[Spatial localization data]
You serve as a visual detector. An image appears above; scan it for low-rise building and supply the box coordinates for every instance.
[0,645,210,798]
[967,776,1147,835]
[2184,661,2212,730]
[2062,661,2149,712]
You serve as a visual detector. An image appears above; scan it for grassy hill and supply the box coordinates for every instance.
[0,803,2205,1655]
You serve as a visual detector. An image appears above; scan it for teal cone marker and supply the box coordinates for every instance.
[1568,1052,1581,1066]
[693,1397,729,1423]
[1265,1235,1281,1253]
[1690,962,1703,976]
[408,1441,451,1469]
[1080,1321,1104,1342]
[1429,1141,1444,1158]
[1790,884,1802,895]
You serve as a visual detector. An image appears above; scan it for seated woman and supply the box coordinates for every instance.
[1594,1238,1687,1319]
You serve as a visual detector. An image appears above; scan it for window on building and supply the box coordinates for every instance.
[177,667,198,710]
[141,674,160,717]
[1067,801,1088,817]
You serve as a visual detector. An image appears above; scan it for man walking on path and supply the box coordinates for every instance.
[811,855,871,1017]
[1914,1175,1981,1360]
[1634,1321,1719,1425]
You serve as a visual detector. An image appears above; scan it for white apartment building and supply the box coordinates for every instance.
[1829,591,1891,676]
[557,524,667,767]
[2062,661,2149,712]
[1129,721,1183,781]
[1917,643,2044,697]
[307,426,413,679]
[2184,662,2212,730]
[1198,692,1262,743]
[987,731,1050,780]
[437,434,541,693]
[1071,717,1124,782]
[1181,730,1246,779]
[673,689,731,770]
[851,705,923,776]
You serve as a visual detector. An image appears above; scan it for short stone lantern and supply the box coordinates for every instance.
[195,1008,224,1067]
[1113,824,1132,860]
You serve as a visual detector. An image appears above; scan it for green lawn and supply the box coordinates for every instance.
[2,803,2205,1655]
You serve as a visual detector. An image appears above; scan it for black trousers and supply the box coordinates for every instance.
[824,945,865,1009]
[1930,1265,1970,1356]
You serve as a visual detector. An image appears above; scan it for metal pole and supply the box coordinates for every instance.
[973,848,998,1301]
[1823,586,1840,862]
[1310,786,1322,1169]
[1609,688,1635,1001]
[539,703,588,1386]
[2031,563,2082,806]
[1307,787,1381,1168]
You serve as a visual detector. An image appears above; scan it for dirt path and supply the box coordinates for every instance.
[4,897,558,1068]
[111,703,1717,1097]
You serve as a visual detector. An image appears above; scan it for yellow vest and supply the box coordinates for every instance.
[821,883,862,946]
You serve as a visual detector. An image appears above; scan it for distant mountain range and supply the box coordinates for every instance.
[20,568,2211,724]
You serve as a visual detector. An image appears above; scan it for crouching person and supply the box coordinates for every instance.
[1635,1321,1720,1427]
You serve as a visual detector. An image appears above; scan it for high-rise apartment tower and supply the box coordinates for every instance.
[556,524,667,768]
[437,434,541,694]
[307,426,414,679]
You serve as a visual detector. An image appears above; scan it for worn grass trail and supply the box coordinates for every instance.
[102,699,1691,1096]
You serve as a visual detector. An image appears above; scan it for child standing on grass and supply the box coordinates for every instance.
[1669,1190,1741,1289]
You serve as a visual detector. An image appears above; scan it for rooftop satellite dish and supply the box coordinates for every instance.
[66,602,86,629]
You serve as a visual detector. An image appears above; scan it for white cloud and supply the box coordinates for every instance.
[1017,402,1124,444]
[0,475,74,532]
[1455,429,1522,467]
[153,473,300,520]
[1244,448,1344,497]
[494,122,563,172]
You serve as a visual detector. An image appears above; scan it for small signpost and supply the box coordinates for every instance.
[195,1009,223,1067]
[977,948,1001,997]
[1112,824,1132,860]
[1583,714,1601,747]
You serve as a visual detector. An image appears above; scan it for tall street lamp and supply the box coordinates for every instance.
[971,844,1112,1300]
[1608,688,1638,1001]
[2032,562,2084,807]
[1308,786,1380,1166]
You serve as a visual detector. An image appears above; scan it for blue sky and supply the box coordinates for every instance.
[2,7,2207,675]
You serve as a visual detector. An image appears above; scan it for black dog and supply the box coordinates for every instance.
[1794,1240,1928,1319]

Goal of the exercise
Output the full set of entries exactly as they were given.

Output below
You serve as a visual detector. An image appears above; scan it for low-rise building and supply the box coordinates for every instance.
[0,645,210,798]
[967,776,1147,835]
[2184,661,2212,730]
[2062,661,2149,712]
You serve as a visual detector. An image appears above; scan it for grassy hill and supply the box coordinates for every instance.
[0,803,2205,1655]
You serve as a visual detector. An image appears above; scan it for teal cone marker and supply the box coordinates for every instance.
[1568,1052,1581,1066]
[693,1397,729,1423]
[1265,1235,1281,1253]
[1690,962,1703,976]
[408,1441,451,1469]
[1080,1321,1104,1342]
[1429,1141,1444,1158]
[1790,884,1802,895]
You serve as a visual detector. An image appears above; scan it for seated woman and supply the box coordinates for every instance.
[1594,1238,1687,1319]
You serve as a visual detector. An image appears above; scan it for window on building and supply the box coordinates for every instance.
[177,667,198,710]
[141,674,160,717]
[1067,801,1088,817]
You serve as a visual detector. An image appears above; scan it for man walking on path and supply the box coordinates for every instance.
[811,855,871,1017]
[1914,1175,1981,1360]
[1634,1321,1719,1425]
You serve as a visual detector. An image appears above; scan it for white apartment building and supply the box coordinates for every instance.
[1829,591,1891,676]
[557,524,667,767]
[2062,661,2149,712]
[1129,721,1183,781]
[1917,643,2044,697]
[307,426,413,679]
[2184,662,2212,730]
[1198,692,1262,743]
[987,731,1050,780]
[437,434,541,693]
[1071,717,1124,782]
[1181,730,1246,779]
[673,689,731,770]
[851,705,923,776]
You serve as a visual detector. An image appears above; scan it for short stone lantern and supply the box coordinates for every instance.
[195,1008,224,1067]
[1113,824,1132,860]
You serve as a visual detector. An image appears above; scan it for green lawn and supply the box coordinates for every instance.
[2,803,2205,1655]
You serve as a visual detector. An image appears above; scan it for black trousers and supply the box coordinates for every instance.
[824,945,865,1009]
[1930,1265,1970,1356]
You serve as a visual detector. An image appears above; scan it for metal pole and supply the box coordinates for every instance.
[973,848,998,1301]
[1823,586,1840,862]
[1310,786,1322,1169]
[1609,688,1635,1001]
[539,703,588,1386]
[2031,563,2082,806]
[1307,787,1381,1168]
You serve as a visual detector. An image appears above; scan it for dirt path and supply the box coordinates for every instance.
[4,897,558,1068]
[111,703,1717,1097]
You serve as a visual detector. An image appears above; scan it for yellow vest and supply the box coordinates for every instance.
[821,883,862,946]
You serve as a visual detector. An image appears above; scan it for distant mountain range and supply the box coordinates for every instance.
[20,568,2211,724]
You serve as a visual detector. An image appears above; scan it for crouching person and supply the box coordinates for every instance.
[1635,1321,1720,1427]
You serve as a visual detector. An image appears above; scan it for high-rise apartment tower and supply the box coordinates for every instance.
[556,524,667,768]
[437,434,541,694]
[307,426,414,679]
You serve as a visual detector. An image appears above; scan it for worn grass trail and supply the box coordinates for every instance.
[102,699,1691,1096]
You serve as a visual detector. An image appears above; scan it for child standing on grass and supply the box coordinates for every instance.
[1669,1190,1741,1289]
You serve as a visual detector. An image appears above; scan it for rooftop satellite dish and supply the box coordinates for every instance.
[66,602,86,629]
You serve as a visual detector. An image appears above; scan it for white cloud and supply the box coordinates for every instance.
[1017,402,1124,444]
[0,475,74,532]
[1455,429,1522,467]
[153,473,300,520]
[1244,448,1344,497]
[494,122,563,172]
You serve as a visual detector. An image appears above; scan it for small signpost and supply the box coordinates for every instance.
[195,1009,223,1067]
[977,948,1001,997]
[1112,824,1132,860]
[1583,714,1601,747]
You serve as a visual detector. An image appears above; scan it for tall street lamp and supply the box coordinates for every instance.
[971,844,1112,1300]
[1608,688,1638,1001]
[2032,562,2084,807]
[1308,786,1380,1166]
You serve as a visual detector. An image appears above; scan it for blue sky and supply the box coordinates for every instance.
[2,7,2207,675]
You serve as a visual detector. An image appears above; scan it for black dog and supply the box coordinates for every instance.
[1794,1240,1928,1319]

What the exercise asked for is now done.